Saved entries
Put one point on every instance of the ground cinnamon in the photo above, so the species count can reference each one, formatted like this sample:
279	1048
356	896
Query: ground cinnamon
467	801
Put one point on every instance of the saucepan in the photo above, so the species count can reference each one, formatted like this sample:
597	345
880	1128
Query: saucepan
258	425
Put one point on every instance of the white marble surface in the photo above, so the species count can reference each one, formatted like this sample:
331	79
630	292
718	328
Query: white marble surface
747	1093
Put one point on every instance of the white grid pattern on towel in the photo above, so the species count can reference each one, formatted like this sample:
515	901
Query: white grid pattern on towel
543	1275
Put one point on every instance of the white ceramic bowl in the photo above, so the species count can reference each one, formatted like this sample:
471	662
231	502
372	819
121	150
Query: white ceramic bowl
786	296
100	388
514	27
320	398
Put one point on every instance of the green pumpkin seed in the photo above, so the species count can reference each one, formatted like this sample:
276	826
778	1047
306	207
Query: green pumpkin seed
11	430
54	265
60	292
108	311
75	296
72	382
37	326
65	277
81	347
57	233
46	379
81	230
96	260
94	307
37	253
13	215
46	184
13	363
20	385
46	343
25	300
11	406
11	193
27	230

--

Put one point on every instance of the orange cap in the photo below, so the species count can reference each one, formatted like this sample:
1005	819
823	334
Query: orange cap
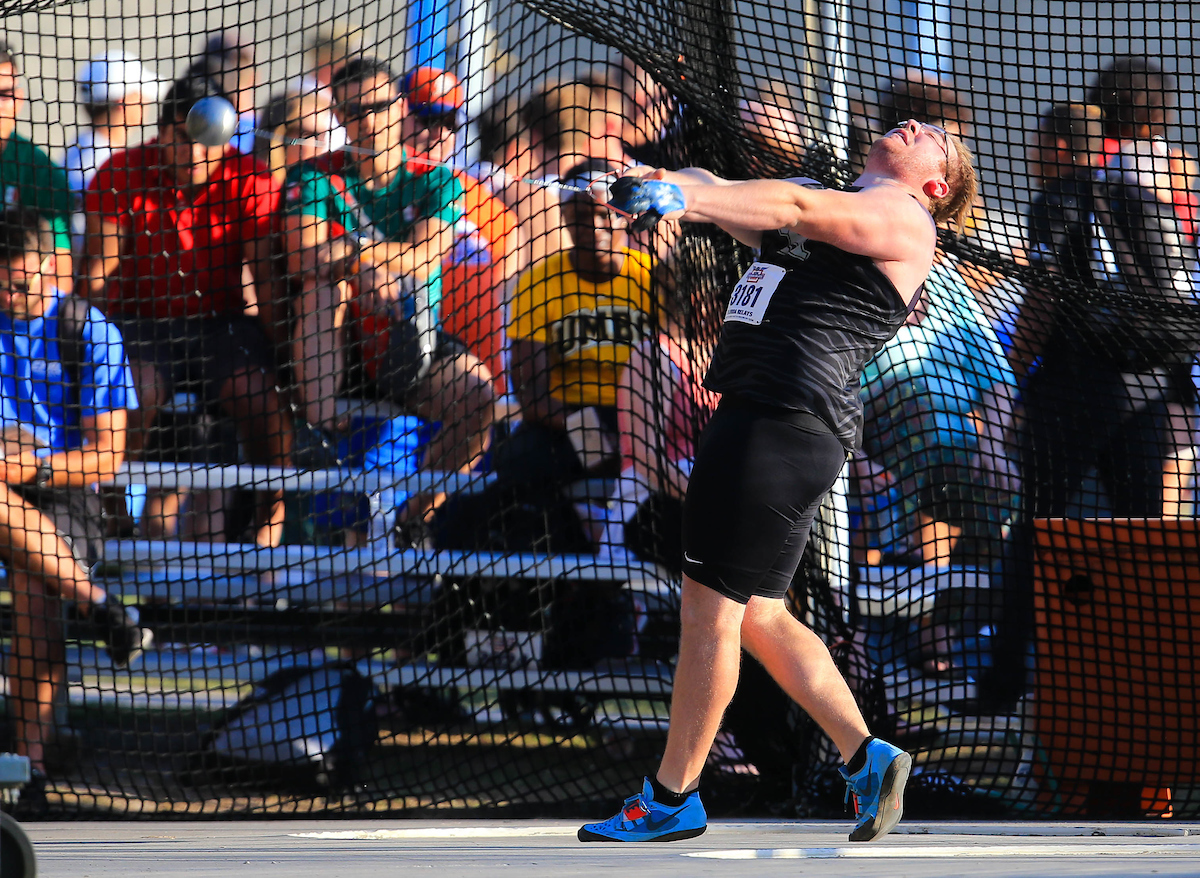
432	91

--

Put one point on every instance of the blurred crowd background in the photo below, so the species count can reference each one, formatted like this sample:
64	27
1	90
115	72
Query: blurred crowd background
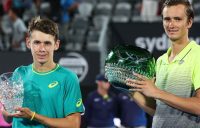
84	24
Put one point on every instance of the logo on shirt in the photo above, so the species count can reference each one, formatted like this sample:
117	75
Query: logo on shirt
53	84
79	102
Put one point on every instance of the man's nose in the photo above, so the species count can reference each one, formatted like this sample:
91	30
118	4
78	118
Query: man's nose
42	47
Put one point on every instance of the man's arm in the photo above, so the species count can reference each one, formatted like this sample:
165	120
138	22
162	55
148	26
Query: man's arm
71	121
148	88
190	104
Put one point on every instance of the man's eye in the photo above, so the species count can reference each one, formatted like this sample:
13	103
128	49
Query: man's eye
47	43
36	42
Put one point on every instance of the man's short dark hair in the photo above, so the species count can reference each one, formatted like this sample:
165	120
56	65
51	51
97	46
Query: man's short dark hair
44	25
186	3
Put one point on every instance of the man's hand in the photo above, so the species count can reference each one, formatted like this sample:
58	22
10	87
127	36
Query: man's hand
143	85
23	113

YOUR OBJECTIVE
Among the lines of the data, find every one that holds "above" and copy it.

SOLUTION TO THE PROBLEM
Put one point on every instance of the ground cinnamon in the photo above, so the species count can reference each one, formatted like this sample:
Put one point on every instance of the saucepan in the photo above, so the species count can reference each one, formatted like this sample:
Put one point on every instance of the white marble surface in the photo above, so the species count can reference each one, formatted like this sample:
Put one point on every instance of the white grid pattern on towel in the photo above, so the species count can reference each one, formatted like this sample:
Put one point on every instance of the white ceramic bowl in the photo above, so the species count can reference each one, formatted like this sample:
Put one point on every instance of the green pumpkin seed in the photo above, so the species count can reference each one, formatted like this sample:
Put one point on every instance of the logo on shirt in the photo above, so the species count can reference each one, formatted like this sample:
Put one point on every instance of the man's nose in the photo above, so the species count can reference each one, formatted like this sample:
Put one point on every instance of the man's arm in the photo above, so the species count can reference each one, formatted like this sample:
Put one point on every instance of the man's eye in the photo above, so the species count can reference each one, formatted like this sample:
Put one point on every instance of the man's short dark hair in the photo above, so the species count can reference each one, formatted like this sample:
Put one point on every instance of the man's hand in the photo above, so the species count can reference each one, formatted like this sample:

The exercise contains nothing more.